## Text passage
Tribal wars erupt when Billy brings Sylvia home for dinner. Christopher and Daniel lead the not so subtle attack upon Sylvia who holds her own with the arrogant family through a combination of biting retorts and animated signing. The debate begins about viewing Billy as an equal or as a limited person because of his handicap. Signing seems to be admission of a handicap to the family. Sylvia and Billy see signing as an introduction to the world of the Deaf community allowing Billy to both imitate and fully express himself.

## Aim
Reproduce the passage about Billy's family dinner word for word, from "Tribal wars erupt" to "fully express himself.".

## Provided material
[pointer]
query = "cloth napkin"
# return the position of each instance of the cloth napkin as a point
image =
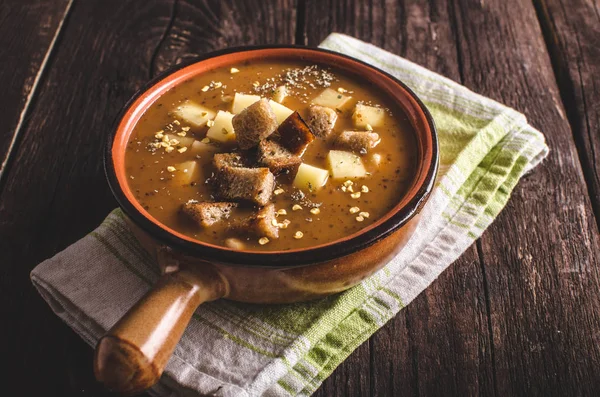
(234, 349)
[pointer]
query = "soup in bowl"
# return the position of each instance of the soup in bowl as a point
(265, 175)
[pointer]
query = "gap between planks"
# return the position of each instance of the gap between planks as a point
(566, 90)
(32, 94)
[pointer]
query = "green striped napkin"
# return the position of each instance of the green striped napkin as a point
(234, 349)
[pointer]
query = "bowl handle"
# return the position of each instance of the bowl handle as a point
(131, 357)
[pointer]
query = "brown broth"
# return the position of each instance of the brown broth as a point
(158, 192)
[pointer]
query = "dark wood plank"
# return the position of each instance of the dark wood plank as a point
(501, 54)
(572, 32)
(440, 344)
(28, 32)
(58, 191)
(541, 256)
(204, 26)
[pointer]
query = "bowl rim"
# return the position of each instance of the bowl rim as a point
(392, 221)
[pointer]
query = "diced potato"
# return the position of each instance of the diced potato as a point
(331, 99)
(242, 101)
(309, 177)
(182, 140)
(368, 115)
(222, 129)
(280, 94)
(344, 165)
(185, 173)
(193, 113)
(281, 112)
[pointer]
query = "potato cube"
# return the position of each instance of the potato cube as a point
(193, 113)
(368, 115)
(242, 101)
(344, 165)
(185, 173)
(280, 94)
(331, 99)
(201, 149)
(309, 177)
(222, 129)
(281, 112)
(181, 140)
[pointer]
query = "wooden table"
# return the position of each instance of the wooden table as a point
(518, 313)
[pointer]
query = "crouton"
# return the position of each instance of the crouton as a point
(321, 120)
(294, 134)
(249, 184)
(357, 141)
(207, 214)
(254, 124)
(276, 157)
(260, 224)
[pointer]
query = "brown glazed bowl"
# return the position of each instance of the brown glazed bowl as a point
(132, 355)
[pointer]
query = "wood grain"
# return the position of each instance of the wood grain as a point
(28, 33)
(202, 26)
(517, 314)
(58, 192)
(541, 255)
(499, 52)
(429, 348)
(572, 33)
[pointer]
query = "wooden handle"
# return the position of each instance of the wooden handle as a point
(131, 357)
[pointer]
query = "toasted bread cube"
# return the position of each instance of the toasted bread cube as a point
(249, 184)
(295, 135)
(242, 101)
(222, 129)
(344, 165)
(185, 173)
(368, 115)
(281, 112)
(254, 124)
(310, 177)
(181, 140)
(357, 141)
(276, 157)
(207, 214)
(194, 114)
(280, 94)
(259, 224)
(331, 99)
(321, 120)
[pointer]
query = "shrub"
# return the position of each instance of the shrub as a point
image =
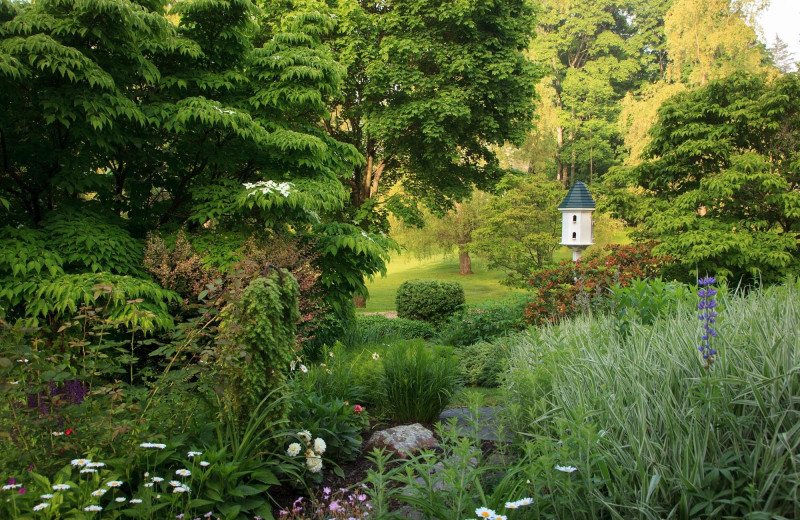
(258, 340)
(572, 288)
(351, 375)
(376, 328)
(338, 422)
(644, 301)
(482, 364)
(485, 322)
(429, 300)
(417, 381)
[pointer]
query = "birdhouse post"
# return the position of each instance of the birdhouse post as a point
(577, 228)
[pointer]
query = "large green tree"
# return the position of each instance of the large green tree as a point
(521, 228)
(594, 53)
(430, 86)
(120, 117)
(723, 177)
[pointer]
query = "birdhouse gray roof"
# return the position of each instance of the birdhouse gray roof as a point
(578, 197)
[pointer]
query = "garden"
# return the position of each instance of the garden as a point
(198, 197)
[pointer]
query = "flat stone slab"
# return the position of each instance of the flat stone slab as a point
(487, 422)
(403, 441)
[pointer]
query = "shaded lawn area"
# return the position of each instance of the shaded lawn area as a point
(483, 286)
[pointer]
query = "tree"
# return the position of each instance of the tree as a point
(782, 57)
(430, 86)
(721, 177)
(594, 52)
(120, 117)
(522, 226)
(445, 233)
(711, 39)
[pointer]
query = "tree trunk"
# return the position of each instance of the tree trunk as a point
(464, 263)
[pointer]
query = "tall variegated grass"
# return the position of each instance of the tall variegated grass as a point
(651, 432)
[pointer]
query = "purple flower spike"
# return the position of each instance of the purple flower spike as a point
(707, 295)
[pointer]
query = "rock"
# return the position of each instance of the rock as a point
(403, 441)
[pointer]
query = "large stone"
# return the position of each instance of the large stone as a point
(403, 441)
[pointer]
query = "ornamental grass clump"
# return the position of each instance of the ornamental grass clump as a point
(651, 437)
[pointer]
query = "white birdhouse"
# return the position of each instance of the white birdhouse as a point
(577, 228)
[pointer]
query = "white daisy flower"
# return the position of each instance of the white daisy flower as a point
(294, 449)
(319, 445)
(314, 464)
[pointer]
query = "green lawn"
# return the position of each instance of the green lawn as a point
(482, 286)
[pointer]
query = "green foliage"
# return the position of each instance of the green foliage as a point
(259, 341)
(485, 322)
(521, 227)
(645, 301)
(721, 178)
(417, 381)
(572, 288)
(346, 255)
(451, 483)
(429, 300)
(482, 364)
(648, 428)
(430, 86)
(334, 420)
(377, 328)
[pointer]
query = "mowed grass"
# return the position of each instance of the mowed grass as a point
(480, 287)
(483, 286)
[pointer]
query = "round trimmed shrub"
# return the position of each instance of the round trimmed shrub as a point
(429, 300)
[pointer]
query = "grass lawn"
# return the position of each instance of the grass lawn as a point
(480, 287)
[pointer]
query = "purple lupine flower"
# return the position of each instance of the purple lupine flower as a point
(708, 317)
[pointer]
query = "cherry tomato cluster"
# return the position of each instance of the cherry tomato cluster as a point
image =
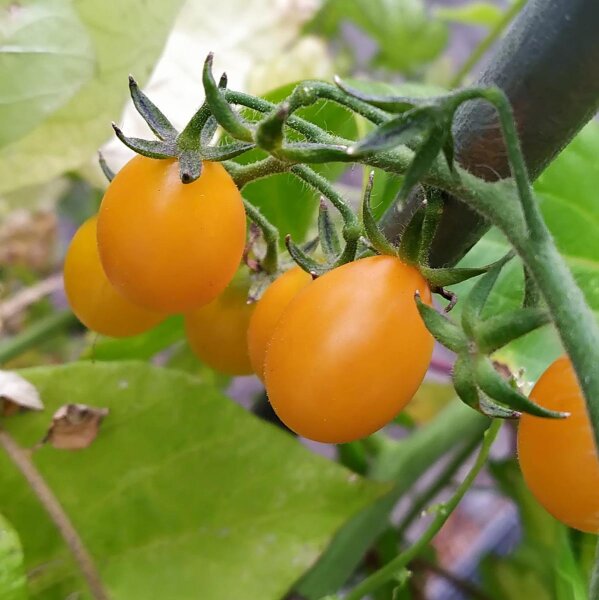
(340, 356)
(156, 247)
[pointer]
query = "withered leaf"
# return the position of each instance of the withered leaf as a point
(74, 426)
(17, 393)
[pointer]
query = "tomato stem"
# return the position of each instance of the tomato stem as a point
(442, 513)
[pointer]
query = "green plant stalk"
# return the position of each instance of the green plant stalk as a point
(22, 460)
(428, 495)
(521, 222)
(352, 229)
(270, 233)
(387, 572)
(493, 35)
(404, 463)
(37, 333)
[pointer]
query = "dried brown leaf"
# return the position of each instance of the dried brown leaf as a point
(74, 426)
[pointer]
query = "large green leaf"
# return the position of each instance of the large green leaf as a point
(46, 56)
(407, 36)
(13, 585)
(182, 495)
(567, 192)
(126, 37)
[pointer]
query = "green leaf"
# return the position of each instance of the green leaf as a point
(569, 582)
(404, 463)
(12, 575)
(182, 495)
(407, 36)
(567, 192)
(139, 347)
(286, 202)
(530, 570)
(46, 56)
(70, 135)
(486, 14)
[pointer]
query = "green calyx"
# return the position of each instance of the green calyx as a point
(476, 379)
(192, 145)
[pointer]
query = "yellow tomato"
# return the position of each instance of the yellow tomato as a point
(93, 299)
(350, 350)
(166, 245)
(268, 312)
(558, 457)
(217, 332)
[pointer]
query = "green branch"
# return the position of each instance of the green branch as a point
(442, 513)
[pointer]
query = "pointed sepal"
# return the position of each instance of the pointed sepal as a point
(149, 148)
(227, 118)
(152, 115)
(108, 172)
(306, 262)
(226, 151)
(443, 330)
(474, 303)
(500, 390)
(190, 166)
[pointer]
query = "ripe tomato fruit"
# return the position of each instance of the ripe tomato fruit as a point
(350, 350)
(558, 457)
(93, 299)
(217, 332)
(166, 245)
(268, 312)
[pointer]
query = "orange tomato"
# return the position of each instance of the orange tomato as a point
(558, 457)
(93, 299)
(166, 245)
(268, 312)
(217, 332)
(350, 350)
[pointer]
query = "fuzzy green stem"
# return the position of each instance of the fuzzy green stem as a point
(487, 42)
(428, 495)
(351, 229)
(244, 174)
(34, 335)
(270, 233)
(22, 461)
(386, 573)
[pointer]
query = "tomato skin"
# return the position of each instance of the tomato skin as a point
(268, 312)
(558, 457)
(169, 246)
(217, 332)
(91, 296)
(350, 350)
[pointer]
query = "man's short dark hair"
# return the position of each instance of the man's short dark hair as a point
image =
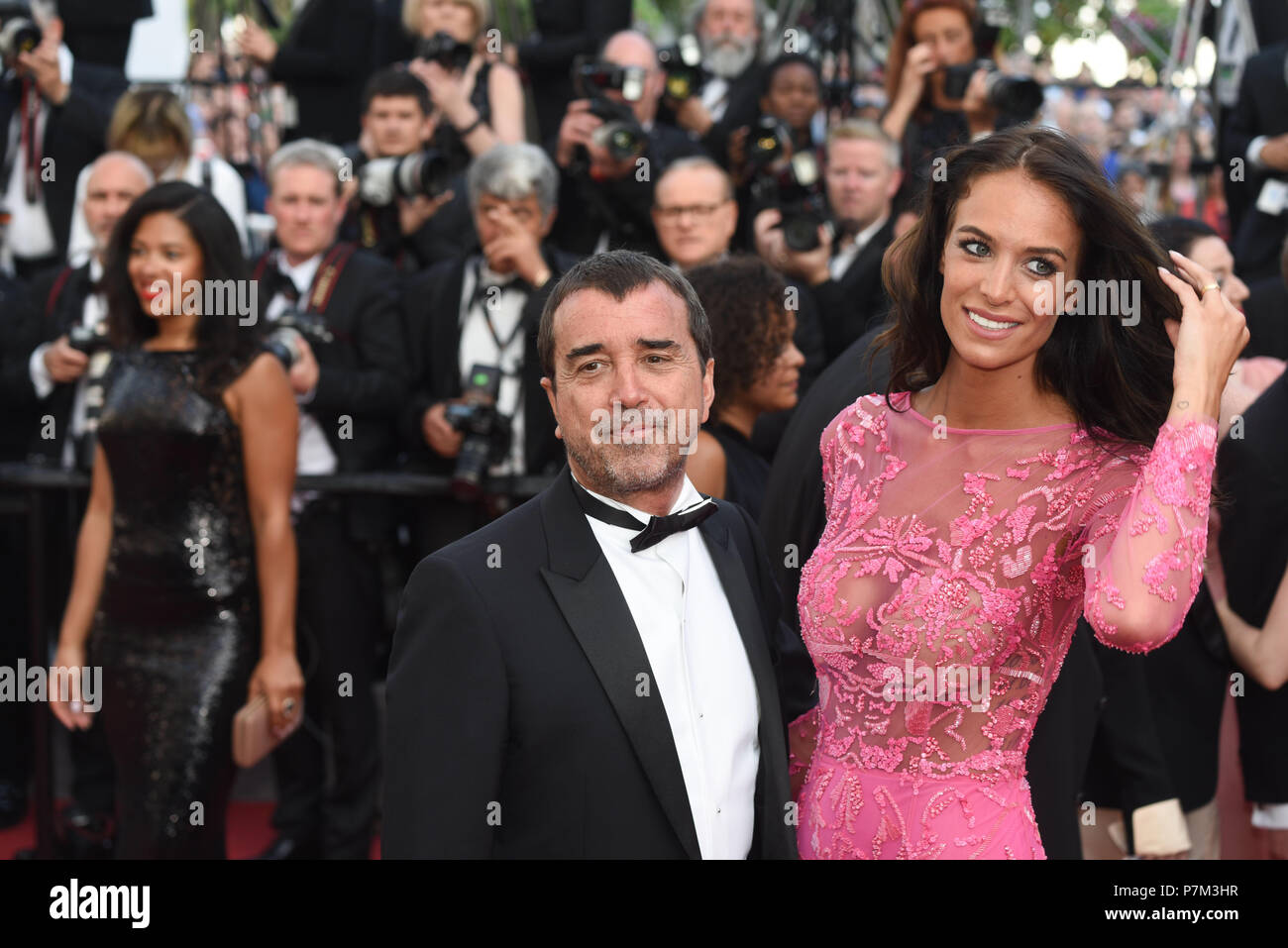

## Complete response
Tribal wars erupt when Billy brings Sylvia home for dinner. Christopher and Daniel lead the not so subtle attack upon Sylvia who holds her own with the arrogant family through a combination of biting retorts and animated signing. The debate begins about viewing Billy as an equal or as a limited person because of his handicap. Signing seems to be admission of a handicap to the family. Sylvia and Billy see signing as an introduction to the world of the Deaf community allowing Billy to both imitate and fully express himself.